— WORK REQUEST —
Exactly as written, print each record in the listing.

START RECORDS

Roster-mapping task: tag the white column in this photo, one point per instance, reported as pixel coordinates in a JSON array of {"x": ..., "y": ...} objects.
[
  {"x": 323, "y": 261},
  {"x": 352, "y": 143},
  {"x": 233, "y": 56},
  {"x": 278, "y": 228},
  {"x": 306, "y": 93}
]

END RECORDS

— THE ANSWER —
Roster-mapping task: tag the white column in this photo, one point per instance, reported as pixel coordinates in a JSON array of {"x": ..., "y": ...} objects.
[
  {"x": 323, "y": 261},
  {"x": 352, "y": 143},
  {"x": 233, "y": 56},
  {"x": 278, "y": 228},
  {"x": 306, "y": 93}
]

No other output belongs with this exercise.